TASK LIST>
1. In the notes from the suburbs, which milk does the writer take instead of Mother Dairy?
2. Pick up the notes from the suburbs after their last sentence and keep writing.

So yes. That’s pretty much where we are. A reading lamp on, the room cool after the hellish heat of the day, my computer functional, a phone lost, about 10 kms of various wires and cords tangled and lying on the floor, waiting to be sorted out.. and in the midst of it all, a mattress laid out and two little children fast asleep, dead to the world and free of care. And somehow even while I typed out this post and looked at them, I began to believe that we’re going to be alright. Things will work out. Until then, there’s always the music.

Notes from the suburbs

In no particular order…

  1. To me, the suburbs have come to be defined by lack of option (and I’ve been here all of three days so I really shouldn’t be commenting just yet!). Lack of option about moving there, lack of housing options – yes I know you can get from 1 bhk penthouses to sprawling mansions – but there are 14 others just like yours. Nothing unique about it (Another brick in the wall now plays in the back of my head like the soundtrack to my life) except maybe the different colour curtains peeking through your windows. It means taking Amul Milk instead of Mother Dairy because that is what your local guy supplies. It means buying Vim instead of Odopic because that would mean trekking to the next market.
  2. It means bowing to monopoly. The cook servicing my building isn’t the best and is quite a nasty creature, but I can’t get another from the neighbouring building, whose cooking I might prefer, who knows how to make idlis, because they wont cut in on each other’s turf. The third time it happened I was tempted to push her over my 13th floor balcony and watch her go floating down screaming. To say nothing of pricing. The last one told me she won’t wash up the cooker and wok she’d used because it wasn’t the building policy. I told her that building policy could kiss my ass. This is my house, I am paying, so things are done my way  – so she could like it or lump it. She agreed. I think a little firmness is required. They are used to yuppies who don’t have time or the courage to argue with them.

DATA SHOWN>
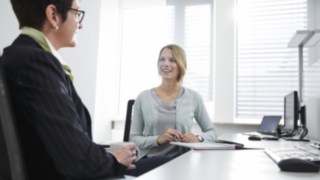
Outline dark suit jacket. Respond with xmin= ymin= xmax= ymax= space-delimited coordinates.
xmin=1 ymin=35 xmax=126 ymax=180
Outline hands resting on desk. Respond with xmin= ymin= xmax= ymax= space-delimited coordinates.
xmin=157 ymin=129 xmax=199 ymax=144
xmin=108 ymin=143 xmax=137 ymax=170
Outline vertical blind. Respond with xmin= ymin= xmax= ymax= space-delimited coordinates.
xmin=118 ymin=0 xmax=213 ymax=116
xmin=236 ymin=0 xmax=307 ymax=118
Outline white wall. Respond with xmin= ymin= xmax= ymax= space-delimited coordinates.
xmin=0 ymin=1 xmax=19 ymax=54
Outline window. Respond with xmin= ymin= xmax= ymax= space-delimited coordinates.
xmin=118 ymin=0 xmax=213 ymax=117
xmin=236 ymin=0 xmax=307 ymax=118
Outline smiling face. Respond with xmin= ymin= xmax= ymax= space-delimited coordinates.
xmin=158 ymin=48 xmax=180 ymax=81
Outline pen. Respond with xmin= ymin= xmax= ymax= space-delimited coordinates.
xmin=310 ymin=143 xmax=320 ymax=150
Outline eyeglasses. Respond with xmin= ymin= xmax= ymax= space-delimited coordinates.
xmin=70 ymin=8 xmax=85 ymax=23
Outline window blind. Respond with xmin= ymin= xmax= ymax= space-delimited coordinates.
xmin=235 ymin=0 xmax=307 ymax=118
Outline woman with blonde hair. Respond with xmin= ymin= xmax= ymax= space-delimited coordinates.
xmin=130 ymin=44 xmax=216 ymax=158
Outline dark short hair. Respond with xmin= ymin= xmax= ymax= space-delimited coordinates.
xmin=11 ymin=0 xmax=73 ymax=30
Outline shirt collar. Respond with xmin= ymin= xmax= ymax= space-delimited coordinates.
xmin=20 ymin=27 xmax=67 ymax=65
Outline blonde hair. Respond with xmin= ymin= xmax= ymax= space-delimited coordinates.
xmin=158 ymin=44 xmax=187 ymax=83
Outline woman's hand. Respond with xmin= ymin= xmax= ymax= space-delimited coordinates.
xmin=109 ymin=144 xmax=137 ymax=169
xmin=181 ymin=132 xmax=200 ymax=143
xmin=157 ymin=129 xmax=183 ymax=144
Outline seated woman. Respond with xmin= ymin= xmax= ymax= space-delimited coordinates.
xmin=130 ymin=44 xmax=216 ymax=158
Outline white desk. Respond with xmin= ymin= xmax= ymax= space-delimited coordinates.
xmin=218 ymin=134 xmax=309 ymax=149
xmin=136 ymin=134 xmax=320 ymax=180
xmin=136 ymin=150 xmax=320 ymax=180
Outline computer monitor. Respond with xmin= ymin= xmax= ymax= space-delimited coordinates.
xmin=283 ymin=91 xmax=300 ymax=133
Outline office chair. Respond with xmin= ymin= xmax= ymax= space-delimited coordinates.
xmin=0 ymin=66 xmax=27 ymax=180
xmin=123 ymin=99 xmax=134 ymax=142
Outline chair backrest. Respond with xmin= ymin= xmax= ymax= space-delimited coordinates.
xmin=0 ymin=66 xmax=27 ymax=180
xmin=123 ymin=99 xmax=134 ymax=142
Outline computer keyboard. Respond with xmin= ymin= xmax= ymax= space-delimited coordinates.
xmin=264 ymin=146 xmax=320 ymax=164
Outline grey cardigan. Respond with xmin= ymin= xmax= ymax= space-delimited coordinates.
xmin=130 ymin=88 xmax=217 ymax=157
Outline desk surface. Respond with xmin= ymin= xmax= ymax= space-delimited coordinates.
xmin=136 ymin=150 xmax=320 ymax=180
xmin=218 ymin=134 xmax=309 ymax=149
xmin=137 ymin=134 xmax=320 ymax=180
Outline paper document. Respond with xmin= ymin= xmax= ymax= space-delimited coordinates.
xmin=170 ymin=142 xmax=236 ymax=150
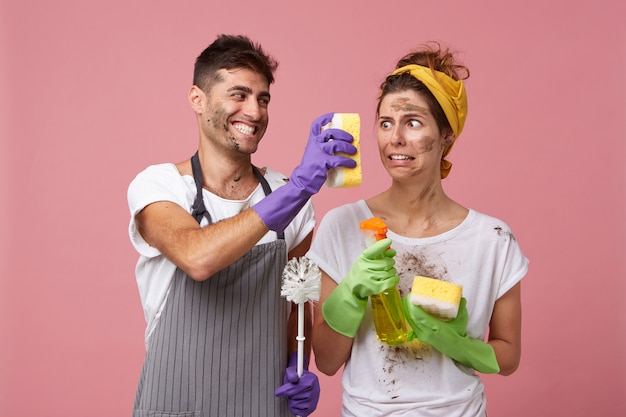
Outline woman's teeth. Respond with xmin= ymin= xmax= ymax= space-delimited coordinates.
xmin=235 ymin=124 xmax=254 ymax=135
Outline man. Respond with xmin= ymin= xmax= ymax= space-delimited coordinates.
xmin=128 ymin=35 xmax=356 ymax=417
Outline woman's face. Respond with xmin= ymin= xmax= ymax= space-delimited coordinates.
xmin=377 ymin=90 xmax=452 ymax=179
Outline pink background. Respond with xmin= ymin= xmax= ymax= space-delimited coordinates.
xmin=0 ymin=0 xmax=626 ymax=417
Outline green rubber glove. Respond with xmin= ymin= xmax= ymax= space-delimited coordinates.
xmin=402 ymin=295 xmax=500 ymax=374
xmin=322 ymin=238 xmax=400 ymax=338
--
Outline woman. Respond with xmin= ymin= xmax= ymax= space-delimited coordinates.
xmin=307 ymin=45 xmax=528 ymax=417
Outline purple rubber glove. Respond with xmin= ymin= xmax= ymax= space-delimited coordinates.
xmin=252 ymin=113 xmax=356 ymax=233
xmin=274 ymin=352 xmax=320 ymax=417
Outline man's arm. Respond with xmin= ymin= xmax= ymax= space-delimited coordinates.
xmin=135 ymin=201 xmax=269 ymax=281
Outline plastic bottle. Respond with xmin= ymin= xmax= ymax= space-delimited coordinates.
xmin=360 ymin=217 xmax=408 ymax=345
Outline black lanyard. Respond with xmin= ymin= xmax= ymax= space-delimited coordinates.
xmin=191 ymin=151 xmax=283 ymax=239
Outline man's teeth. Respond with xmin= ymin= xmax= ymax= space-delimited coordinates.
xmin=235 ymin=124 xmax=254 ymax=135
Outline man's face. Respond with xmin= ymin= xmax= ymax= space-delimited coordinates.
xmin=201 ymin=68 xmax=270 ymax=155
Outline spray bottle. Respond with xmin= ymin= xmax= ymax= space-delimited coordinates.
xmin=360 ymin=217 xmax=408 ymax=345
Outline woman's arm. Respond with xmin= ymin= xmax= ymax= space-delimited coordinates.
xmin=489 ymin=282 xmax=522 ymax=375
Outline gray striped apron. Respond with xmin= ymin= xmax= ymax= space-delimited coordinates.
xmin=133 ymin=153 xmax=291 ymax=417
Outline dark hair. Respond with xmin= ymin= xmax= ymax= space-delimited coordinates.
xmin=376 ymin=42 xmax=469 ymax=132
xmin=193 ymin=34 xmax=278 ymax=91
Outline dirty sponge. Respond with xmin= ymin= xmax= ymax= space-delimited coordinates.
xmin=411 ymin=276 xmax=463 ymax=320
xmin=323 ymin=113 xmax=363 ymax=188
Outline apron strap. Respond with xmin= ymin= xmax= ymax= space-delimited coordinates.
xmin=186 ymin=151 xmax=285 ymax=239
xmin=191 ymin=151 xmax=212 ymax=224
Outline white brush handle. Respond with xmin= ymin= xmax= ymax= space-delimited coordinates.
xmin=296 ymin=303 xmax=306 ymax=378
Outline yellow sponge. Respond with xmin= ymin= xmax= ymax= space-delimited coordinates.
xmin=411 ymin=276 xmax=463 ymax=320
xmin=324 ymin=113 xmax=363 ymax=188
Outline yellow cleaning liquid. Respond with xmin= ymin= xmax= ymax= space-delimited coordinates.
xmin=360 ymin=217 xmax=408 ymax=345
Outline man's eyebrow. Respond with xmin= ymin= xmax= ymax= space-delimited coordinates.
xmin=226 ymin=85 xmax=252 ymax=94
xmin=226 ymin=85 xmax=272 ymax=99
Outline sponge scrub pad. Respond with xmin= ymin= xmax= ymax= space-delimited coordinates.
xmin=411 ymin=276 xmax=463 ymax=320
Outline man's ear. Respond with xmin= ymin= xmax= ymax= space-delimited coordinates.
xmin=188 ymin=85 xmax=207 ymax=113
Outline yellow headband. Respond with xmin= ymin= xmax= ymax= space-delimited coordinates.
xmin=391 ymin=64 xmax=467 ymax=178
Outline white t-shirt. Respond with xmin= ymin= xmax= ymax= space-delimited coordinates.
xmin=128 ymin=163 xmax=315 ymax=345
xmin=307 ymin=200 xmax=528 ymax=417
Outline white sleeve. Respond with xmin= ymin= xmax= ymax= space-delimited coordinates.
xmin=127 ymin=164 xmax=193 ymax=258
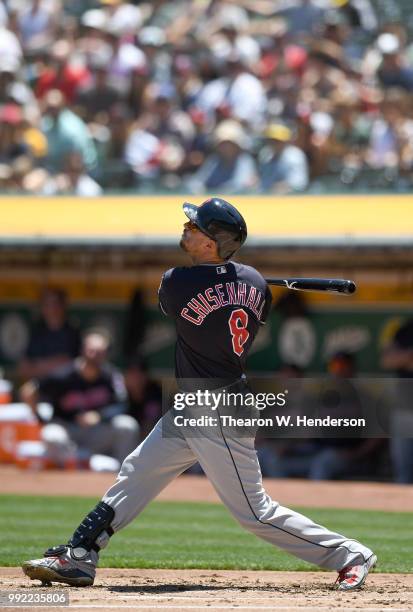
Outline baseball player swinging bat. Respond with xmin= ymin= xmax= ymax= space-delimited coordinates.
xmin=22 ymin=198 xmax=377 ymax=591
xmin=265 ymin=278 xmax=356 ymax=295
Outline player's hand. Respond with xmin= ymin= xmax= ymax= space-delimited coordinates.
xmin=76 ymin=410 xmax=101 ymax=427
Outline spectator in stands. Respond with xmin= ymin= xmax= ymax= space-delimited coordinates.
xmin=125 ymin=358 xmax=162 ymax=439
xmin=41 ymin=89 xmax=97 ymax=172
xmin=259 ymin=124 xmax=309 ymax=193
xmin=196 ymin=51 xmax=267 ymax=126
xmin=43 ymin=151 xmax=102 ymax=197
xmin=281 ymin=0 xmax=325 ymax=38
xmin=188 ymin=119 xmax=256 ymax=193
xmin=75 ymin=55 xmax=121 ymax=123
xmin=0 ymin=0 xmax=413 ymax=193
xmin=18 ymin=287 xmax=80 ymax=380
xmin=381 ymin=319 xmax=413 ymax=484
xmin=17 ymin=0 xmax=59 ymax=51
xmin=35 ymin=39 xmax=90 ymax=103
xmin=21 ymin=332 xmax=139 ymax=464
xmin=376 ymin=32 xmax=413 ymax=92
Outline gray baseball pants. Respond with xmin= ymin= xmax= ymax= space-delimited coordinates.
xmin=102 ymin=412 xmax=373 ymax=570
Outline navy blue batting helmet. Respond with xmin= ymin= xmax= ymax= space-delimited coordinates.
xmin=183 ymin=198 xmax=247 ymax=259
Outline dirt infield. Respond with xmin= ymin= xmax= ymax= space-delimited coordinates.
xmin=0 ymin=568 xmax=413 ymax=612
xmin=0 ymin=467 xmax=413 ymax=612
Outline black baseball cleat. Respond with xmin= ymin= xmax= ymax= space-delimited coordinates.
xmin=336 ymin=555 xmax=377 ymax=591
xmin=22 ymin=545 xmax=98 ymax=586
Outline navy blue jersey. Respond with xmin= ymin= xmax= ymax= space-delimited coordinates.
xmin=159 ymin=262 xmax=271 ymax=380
* * *
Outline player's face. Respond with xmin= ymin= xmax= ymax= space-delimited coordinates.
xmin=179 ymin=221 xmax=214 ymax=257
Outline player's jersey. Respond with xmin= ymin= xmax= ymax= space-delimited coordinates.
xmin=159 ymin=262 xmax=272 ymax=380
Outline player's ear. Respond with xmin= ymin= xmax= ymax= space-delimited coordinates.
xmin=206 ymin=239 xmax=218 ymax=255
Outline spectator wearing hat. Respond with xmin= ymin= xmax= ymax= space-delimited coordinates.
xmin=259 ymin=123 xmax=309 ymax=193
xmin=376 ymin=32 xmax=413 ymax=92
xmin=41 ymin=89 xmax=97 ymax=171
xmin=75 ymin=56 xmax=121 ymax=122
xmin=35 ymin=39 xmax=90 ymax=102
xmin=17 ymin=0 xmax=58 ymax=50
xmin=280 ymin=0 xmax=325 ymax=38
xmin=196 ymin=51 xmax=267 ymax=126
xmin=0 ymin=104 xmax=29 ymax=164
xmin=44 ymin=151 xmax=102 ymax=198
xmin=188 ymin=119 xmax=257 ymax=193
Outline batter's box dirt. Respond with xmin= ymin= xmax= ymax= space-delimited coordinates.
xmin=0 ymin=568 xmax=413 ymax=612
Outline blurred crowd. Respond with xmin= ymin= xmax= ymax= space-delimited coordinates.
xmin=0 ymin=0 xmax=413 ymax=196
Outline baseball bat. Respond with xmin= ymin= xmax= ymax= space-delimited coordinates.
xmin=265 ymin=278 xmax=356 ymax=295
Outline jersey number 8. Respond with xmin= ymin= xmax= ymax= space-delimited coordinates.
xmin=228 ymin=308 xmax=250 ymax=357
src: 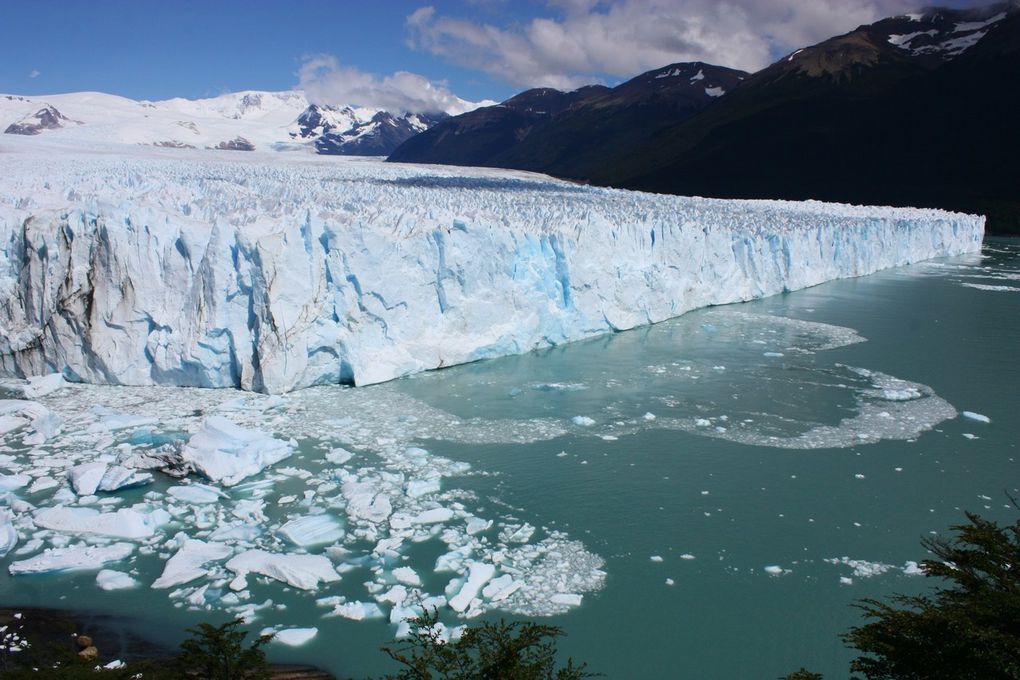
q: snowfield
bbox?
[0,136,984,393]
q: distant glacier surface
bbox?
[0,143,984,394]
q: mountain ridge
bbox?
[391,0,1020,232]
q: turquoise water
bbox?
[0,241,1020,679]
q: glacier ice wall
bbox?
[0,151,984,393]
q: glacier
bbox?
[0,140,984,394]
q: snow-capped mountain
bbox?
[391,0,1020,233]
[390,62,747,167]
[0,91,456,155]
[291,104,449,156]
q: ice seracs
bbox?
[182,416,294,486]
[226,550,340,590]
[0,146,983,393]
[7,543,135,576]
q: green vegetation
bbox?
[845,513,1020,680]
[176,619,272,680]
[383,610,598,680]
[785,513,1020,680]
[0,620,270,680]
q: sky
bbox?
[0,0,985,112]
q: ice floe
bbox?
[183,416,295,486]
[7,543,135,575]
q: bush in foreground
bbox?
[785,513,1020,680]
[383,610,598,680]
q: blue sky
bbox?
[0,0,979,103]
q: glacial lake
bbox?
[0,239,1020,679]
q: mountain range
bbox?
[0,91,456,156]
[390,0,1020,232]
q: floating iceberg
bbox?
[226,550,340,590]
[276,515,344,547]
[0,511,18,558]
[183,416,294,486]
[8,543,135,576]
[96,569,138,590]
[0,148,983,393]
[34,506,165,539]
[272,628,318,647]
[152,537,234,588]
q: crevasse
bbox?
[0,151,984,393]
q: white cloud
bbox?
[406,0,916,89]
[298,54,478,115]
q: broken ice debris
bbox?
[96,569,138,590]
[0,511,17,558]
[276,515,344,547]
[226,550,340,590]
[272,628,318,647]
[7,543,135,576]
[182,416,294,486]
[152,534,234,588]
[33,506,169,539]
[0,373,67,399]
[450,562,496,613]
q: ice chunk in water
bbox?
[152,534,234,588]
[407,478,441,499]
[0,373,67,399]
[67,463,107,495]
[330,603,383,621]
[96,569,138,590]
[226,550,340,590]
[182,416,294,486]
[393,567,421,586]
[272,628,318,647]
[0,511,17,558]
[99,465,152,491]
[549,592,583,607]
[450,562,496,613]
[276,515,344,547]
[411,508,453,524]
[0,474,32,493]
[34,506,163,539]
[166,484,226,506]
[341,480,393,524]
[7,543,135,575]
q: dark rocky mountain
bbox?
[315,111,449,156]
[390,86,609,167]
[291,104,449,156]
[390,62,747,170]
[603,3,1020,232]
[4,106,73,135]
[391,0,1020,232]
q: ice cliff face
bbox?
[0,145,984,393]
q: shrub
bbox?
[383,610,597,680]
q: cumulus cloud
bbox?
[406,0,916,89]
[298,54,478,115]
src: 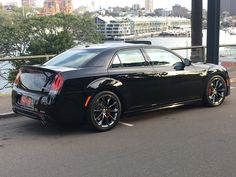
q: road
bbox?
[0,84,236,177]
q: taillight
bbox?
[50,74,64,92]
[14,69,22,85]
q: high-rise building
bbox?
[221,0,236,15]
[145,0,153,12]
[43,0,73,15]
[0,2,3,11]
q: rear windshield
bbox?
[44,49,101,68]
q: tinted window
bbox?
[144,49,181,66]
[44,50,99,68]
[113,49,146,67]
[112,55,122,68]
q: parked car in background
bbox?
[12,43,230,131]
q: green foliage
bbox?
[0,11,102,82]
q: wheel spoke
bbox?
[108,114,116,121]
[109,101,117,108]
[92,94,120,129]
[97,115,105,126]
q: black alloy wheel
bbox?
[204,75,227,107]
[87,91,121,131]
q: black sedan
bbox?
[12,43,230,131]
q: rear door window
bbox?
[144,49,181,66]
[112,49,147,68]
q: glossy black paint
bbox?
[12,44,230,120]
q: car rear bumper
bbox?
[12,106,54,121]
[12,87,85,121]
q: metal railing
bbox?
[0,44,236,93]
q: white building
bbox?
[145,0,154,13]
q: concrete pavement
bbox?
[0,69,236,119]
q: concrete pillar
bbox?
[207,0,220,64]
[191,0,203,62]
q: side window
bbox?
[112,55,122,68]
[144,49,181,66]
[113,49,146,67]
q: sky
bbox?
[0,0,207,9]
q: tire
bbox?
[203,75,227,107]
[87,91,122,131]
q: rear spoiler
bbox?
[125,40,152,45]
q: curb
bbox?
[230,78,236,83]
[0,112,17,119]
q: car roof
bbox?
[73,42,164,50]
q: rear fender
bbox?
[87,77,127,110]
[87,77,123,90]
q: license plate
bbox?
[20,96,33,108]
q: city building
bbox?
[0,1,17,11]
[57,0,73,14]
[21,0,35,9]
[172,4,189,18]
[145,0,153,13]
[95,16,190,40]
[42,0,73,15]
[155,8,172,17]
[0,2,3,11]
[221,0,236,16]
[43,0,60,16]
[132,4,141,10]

PER-TASK ANSWERS>
1. Amul Milk, because that is what the local supplier provides.

2.
  3. There is a uniform. Within 12 hours of hiring the cook she mistook me for a maid. I was down at the swimming pool with the kids and she entered the lift with me. I smiled at her, and continued to instruct my maid in Bengali on lift usage for days when I am not around. The cook began to get rather chatty with me and I replied politely. It was only after I walked into the house and began to talk to my mother in English that she asked me – are you the person I met yesterday, the one that hired me? Hmm… my simple work wear cotton salwar kameez obviously didn’t pass muster. Or else I shouldn’t have been at the pool, minding my own kids. When I met her the day before I had been in my home uniform of little faded cotton Sarojini Nagar sundress – which was probably more madam-like than my expensive pure cotton patiala set! From now on, it has to be shorts or capris if I plan to be recognised as mother and not maid!
  4. Men in elbow length ladies gloves. Yes, I get that the harsh sun burns your skin but it still looks bloody weird! I can still handle it on the bikers. But on the man sitting inside an AC car, I can only imagine that its vanity!
  5. The foliage. Somehow, nobody seems to be planting anything other than frangipani and palms. I know they are fast growing and hardy, but almost all buildings have only those and nothing else. No mango, leechi, guava, jackfruit, neem, nothing! It is truly fast food culture. Plant something that will grow fast and cover up the dry red countryside.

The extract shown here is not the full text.